**Directives:**
[1] In the regression excerpt, what is the second predictor variable selected for a single-predictor model?
[2] Extend the regression excerpt past its final sentence.

**Excerpted passage:**
+++

We now will make and compare two single predictor, simple linear regression models. The first variable that we will look at is the percentage of people that work from home. This variable showed a pretty good correlation factor with only being related to a few other variables. The other variable that we will take a look at is the percentage of people making more than $75,000. This also showed a good correlation and will be interesting to model.
percent_home__plot <- ggplot(room, aes(x=CT_percent.workhome, y=price)) +
geom_point() +
geom_smooth(method=lm , color="red", se=FALSE) +
theme_ipsum() +
xlab("Percentage Working from Home") +
ylab("Price") +
ggtitle("Scatterplot Comparing Price to Home Work Percentage")
percent_home__plot
## `geom_smooth()` using formula = 'y ~ x'
LM_PercentHome <- lm(price~CT_percent.workhome,data = room)
LM_PercentHome
##
## Call:
## lm(formula = price ~ CT_percent.workhome, data = room)
##
## Coefficients:
## (Intercept) CT_percent.workhome
## 80.63 832.71
\[ \hat{price} = 80.63 +832.71(PercentWorkingFromHome) \]
ols_plot_resid_fit(LM_PercentHome)
ols_plot_resid_qq(LM_PercentHome)
ols_plot_resid_hist(LM_PercentHome)
ols_test_normality(LM_PercentHome)
## Warning in ks.test.default(y, "pnorm", mean(y), sd(y)): ties should not be
## present for the Kolmogorov-Smirnov test
## -----------------------------------------------
## Test Statistic pvalue
## -----------------------------------------------
## Shapiro-Wilk 0.907 0.0000
## Kolmogorov-Smirnov 0.1019 0.0885
## Cramer-von Mises 12.7925 0.0000
## Anderson-Darling 2.5881 0.0000
## -----------------------------------------------
It is clear that this model fails the LINE assumption tests. The model may not be linear and the errors are not normally distributed or of equal variance. We will apply a transformation to try and fix this model.

+++

**Stored rows:**
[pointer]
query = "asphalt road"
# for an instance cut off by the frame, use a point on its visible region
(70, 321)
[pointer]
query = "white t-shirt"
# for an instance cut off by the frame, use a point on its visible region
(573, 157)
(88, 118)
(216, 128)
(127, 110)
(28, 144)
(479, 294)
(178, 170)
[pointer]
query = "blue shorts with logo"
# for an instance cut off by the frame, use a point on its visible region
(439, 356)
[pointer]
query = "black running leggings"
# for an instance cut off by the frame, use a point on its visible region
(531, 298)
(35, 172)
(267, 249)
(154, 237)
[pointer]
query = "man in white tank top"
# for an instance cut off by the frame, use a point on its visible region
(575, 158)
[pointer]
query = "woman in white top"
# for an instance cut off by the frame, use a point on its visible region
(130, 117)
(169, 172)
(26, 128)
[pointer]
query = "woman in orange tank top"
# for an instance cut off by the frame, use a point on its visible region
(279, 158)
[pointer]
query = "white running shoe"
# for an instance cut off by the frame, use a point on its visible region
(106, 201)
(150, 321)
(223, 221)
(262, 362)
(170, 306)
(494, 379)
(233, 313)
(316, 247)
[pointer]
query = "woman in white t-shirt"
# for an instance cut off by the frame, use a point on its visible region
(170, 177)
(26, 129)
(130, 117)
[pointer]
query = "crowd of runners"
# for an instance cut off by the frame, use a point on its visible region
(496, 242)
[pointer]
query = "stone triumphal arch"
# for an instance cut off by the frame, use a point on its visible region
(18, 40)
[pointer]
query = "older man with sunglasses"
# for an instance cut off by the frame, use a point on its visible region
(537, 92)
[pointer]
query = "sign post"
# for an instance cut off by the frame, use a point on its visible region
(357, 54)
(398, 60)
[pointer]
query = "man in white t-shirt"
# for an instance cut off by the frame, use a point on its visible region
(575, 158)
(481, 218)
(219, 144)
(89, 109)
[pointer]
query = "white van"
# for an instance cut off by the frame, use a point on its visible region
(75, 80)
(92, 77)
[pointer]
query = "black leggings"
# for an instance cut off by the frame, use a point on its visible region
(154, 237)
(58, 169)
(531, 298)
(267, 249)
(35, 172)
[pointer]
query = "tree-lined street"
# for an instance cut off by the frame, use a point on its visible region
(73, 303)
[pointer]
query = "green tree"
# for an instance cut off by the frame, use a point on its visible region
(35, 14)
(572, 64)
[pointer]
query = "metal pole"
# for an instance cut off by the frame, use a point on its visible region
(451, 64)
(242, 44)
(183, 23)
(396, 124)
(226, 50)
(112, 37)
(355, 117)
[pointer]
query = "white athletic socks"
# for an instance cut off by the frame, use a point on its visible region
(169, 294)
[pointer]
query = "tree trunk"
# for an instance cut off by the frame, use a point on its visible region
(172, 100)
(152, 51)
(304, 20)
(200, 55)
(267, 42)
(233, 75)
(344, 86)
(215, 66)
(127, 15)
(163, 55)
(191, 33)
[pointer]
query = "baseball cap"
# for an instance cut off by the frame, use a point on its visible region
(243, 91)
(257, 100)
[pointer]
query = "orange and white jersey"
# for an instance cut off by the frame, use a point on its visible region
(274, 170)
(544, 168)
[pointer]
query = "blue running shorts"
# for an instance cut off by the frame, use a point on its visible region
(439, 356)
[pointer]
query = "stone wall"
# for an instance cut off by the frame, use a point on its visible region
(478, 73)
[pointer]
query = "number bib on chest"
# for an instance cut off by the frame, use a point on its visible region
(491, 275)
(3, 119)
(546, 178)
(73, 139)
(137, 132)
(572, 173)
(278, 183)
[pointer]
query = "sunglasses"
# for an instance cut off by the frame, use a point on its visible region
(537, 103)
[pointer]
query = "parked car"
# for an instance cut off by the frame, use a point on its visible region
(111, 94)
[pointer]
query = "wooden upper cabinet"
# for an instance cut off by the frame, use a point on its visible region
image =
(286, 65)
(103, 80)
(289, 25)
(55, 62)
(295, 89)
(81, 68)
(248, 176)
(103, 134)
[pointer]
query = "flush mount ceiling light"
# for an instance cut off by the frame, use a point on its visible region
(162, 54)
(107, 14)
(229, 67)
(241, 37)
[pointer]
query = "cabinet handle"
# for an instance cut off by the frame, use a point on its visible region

+++

**Responses by task:**
[1] The percentage of people making more than $75,000.

[2]
#adding in transformation columns
room$log_workhome <- log(room$CT_percent.workhome)
room$log_price <- log(room$price)
room$sqrt_workhome <- sqrt(room$CT_percent.workhome)
room$inv_workhome <- 1/(room$CT_percent.workhome)
room$sqrt_price <- sqrt(room$price)
room$inv_price <- 1/(room$price)
newroom <- room
which(room$CT_percent.workhome == min(room$CT_percent.workhome))
## [1] 64
newroom <- newroom[-64,]
LM_log_price_workhome <- lm(log_price~CT_percent.workhome,data=newroom)
ols_plot_resid_stud_fit(LM_log_price_workhome)
summary(LM_log_price_workhome)
##
## Call:
## lm(formula = log_price ~ CT_percent.workhome, data = newroom)
##
## Residuals:
## Min 1Q Median 3Q Max
## -1.35308 -0.34492 0.02056 0.31837 1.37310
##
## Coefficients:
## Estimate Std. Error t value Pr(>|t|)
## (Intercept) 4.5937 0.0962 47.752 < 2e-16 ***
## CT_percent.workhome 3.9579 0.5930 6.674 4.75e-10 ***
## ---
## Signif. codes: 0 '***' 0.001 '**' 0.01 '*' 0.05 '.' 0.1 ' ' 1
##
## Residual standard error: 0.4587 on 147 degrees of freedom
## Multiple R-squared: 0.2325, Adjusted R-squared: 0.2273
## F-statistic: 44.54 on 1 and 147 DF, p-value: 4.751e-10
LM_sqrt_price_workhome <- lm(sqrt_price~CT_percent.workhome,data=newroom)
ols_plot_resid_stud_fit(LM_sqrt_price_workhome)
summary(LM_sqrt_price_workhome)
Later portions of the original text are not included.